• **DATA SHOWN**

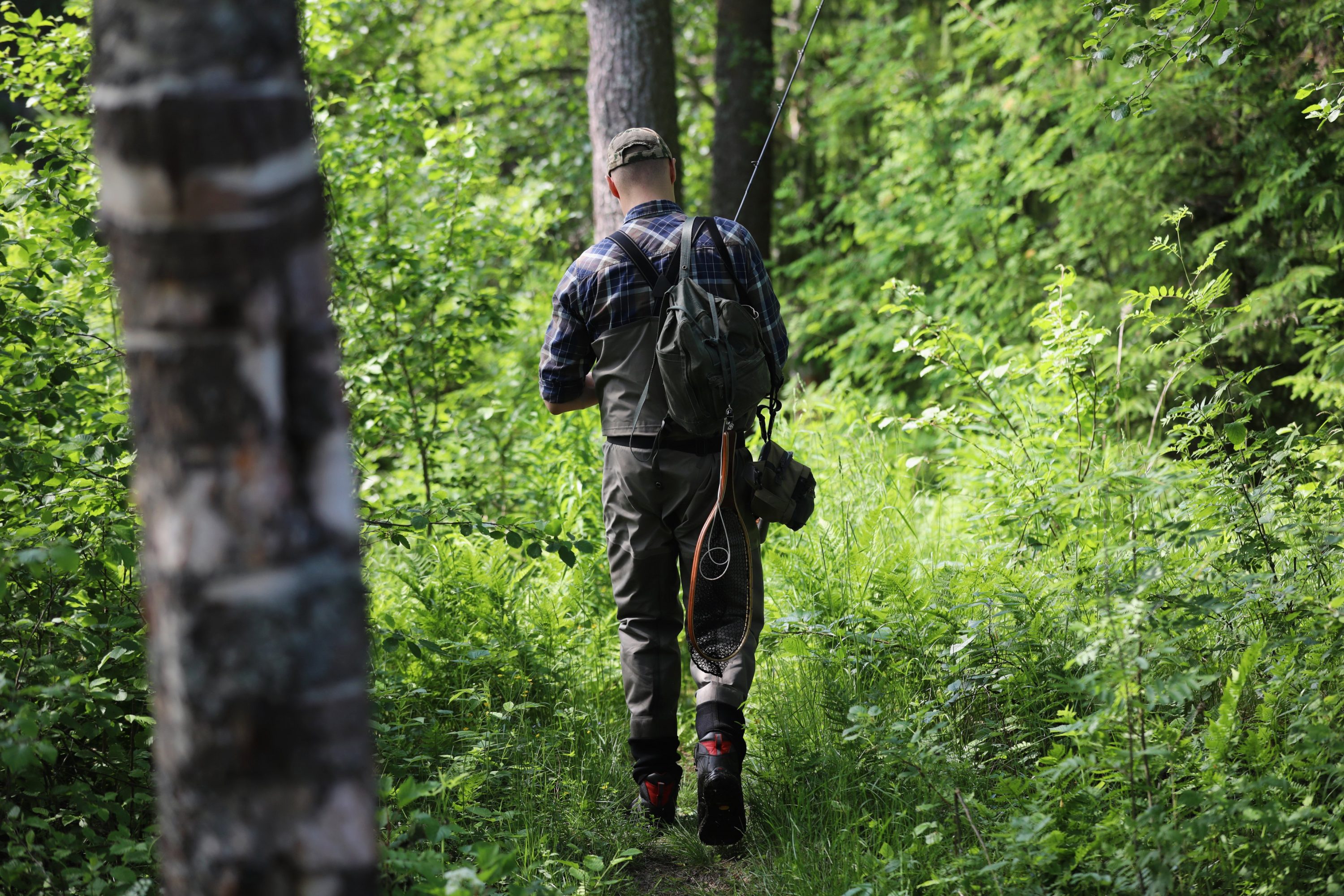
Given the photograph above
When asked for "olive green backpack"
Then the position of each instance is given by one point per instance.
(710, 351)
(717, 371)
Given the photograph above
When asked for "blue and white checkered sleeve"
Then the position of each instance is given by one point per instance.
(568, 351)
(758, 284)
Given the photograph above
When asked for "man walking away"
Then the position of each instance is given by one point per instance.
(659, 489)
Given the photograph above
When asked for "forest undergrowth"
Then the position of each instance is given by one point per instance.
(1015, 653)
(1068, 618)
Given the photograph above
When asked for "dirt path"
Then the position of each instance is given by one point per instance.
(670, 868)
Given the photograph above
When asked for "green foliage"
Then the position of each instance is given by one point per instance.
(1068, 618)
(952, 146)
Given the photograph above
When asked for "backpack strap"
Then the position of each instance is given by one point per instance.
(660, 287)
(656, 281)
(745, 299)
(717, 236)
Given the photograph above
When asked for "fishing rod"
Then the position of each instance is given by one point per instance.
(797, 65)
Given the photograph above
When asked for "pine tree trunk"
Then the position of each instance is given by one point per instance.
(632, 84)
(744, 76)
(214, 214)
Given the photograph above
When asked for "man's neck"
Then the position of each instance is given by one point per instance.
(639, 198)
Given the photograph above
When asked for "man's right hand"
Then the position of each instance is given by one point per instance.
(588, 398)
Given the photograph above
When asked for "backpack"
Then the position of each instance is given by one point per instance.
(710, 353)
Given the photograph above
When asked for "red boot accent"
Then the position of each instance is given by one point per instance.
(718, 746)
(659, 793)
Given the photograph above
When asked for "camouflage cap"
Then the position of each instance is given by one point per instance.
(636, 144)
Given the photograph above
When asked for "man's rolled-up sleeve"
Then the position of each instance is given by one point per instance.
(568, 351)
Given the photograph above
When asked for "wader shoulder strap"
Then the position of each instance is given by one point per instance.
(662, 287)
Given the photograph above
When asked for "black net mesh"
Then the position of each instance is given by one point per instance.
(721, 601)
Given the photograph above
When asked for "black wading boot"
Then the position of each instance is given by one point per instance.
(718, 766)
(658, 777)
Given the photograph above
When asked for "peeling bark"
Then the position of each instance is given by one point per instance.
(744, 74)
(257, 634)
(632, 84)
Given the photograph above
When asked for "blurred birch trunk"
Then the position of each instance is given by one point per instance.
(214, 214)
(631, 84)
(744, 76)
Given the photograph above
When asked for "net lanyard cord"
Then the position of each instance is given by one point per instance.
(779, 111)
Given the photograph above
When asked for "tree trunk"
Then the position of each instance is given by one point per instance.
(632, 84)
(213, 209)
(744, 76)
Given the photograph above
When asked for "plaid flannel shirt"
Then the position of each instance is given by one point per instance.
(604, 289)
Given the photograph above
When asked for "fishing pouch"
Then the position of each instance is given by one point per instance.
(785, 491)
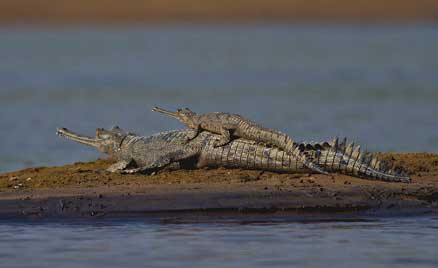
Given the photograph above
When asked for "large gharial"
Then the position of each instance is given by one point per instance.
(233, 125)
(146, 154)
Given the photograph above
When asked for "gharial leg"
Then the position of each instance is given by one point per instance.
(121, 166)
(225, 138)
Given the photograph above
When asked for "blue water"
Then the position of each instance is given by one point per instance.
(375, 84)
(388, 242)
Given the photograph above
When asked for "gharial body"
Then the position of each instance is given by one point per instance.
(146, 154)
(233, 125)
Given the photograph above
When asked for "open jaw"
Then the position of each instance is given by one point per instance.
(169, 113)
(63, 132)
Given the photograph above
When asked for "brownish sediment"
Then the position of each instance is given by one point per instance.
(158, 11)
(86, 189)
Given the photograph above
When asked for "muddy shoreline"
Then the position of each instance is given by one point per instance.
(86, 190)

• **EXERCISE TASK**
Leave out the pictures and repeat everything else in the records exactly.

• **SOLUTION BELOW**
Given the photograph above
When asked for "olive green backpack"
Then the position of each instance is given by one point per instance.
(710, 351)
(717, 371)
Given the photograph above
When asked for "blue and white checkered sleeve"
Then the position of each instance is given by one point per instance.
(568, 351)
(758, 284)
Given the photograph above
When asked for "man walking away"
Then the position of each instance is given by one point per instance.
(659, 489)
Given the photograph above
When asked for "forest undergrowth"
Then the position of each instance is given by one point per instance.
(1015, 653)
(1068, 618)
Given the photograph above
When asked for "dirt path"
Then the position of each instance is given by one point per instance.
(670, 868)
Given the photograph above
When asked for "green foliage"
Then the position of each instance is given by one point per instance.
(1068, 618)
(952, 146)
Given the photograph above
When asked for "backpack strap"
Then the position of each instance is given by one point per instance.
(660, 287)
(656, 281)
(745, 299)
(717, 236)
Given the photograph above
When asked for "fishing rod"
Then the position of each instance is given by one point per instance.
(797, 65)
Given the photograph above
When asked for "pine tree trunk"
Then the position of each instance is given by one point per instance.
(632, 84)
(744, 76)
(214, 214)
Given the photograph above
When asked for "man's neck"
Then the position of each instance is given by one point per instance.
(639, 198)
Given the photograph above
When asked for "man's right hand"
Then the position of each instance is given by one point per instance.
(588, 398)
Given the photograph above
When asked for "backpack"
Then the position of each instance is given by one point per instance.
(710, 353)
Given the photograph above
When asked for "red boot accent"
Then the position of each instance is given by one point per instance.
(718, 746)
(659, 793)
Given the photograph above
When asked for "camouflage cap"
Then the position of each instance is given by one point per instance.
(636, 144)
Given the photograph above
When asked for "man's rolled-up sleeve"
Then the position of each instance is given by one point per instance.
(568, 351)
Given the photograph above
When asked for "wader shoulder strap"
Then the position of each instance is given by one point per instance.
(662, 287)
Given the photograph above
When asked for "black net mesh"
Then the position of each instance is given by one point per instance.
(721, 601)
Given the photograph above
When asked for "black wading boot"
Then the position of each instance is given by one point per instance.
(718, 766)
(658, 777)
Given the photograph above
When asked for "peeling bark"
Then the position of each instance is given by one point per instance.
(744, 74)
(257, 634)
(632, 84)
Given the photograph above
When asked for "blurred birch trunk"
Then the position of each instance is given by one point per instance.
(214, 214)
(631, 84)
(744, 76)
Given the photograph above
When asked for "net lanyard cord"
Then the position of each instance is given by one point per instance.
(779, 111)
Given the photograph above
When asked for "tree trunk"
Then the position of each instance is given by one point per instance.
(632, 84)
(213, 209)
(744, 76)
Given the photograph above
When asked for "plaid flannel shirt"
Then the position of each instance is given by one point per instance.
(604, 289)
Given the photograph above
When asked for "fishing pouch"
Then the position of each instance is given by one point per instance.
(785, 491)
Given the photograph above
When asked for "large gharial"
Then the position of each instance is given by one point per instance.
(233, 125)
(146, 154)
Given the photograph above
When asked for "gharial leg"
Then the position of each instance is given by one point per instance.
(121, 166)
(225, 138)
Given the photograph above
When asked for "blue water"
Then the position of each instance is given by one point per instance.
(375, 84)
(388, 242)
Given the photograph above
When asked for "gharial body"
Then the position of each instance is given by one point per instance.
(146, 154)
(233, 125)
Given the photograph above
When asked for "open jaw"
Then the position of each instance is given by one point per instance.
(169, 113)
(63, 132)
Given the photograph above
When asked for "brownish sediment"
Then the position of each instance is given by one point per instance.
(158, 11)
(86, 189)
Given the photograph above
When asked for "muddy shoreline"
Then the position of each instance is given by one point per instance.
(86, 190)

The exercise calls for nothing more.